= THE TASK =
Quote the listing in full, exactly as given, minus any pictures.

(Named object pointing entries)
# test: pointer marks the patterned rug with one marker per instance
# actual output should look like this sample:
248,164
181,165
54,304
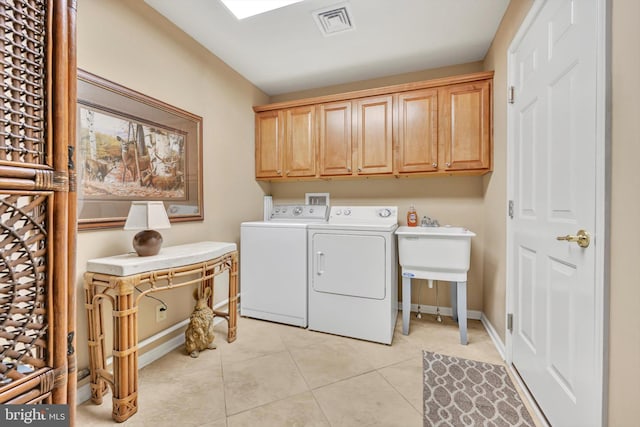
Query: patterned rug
461,392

= TASK SOLUTION =
# test: pointer marks the patterned rug with one marker per instance
# actual output should look like this sample:
248,164
181,165
54,304
Query: patterned rug
461,392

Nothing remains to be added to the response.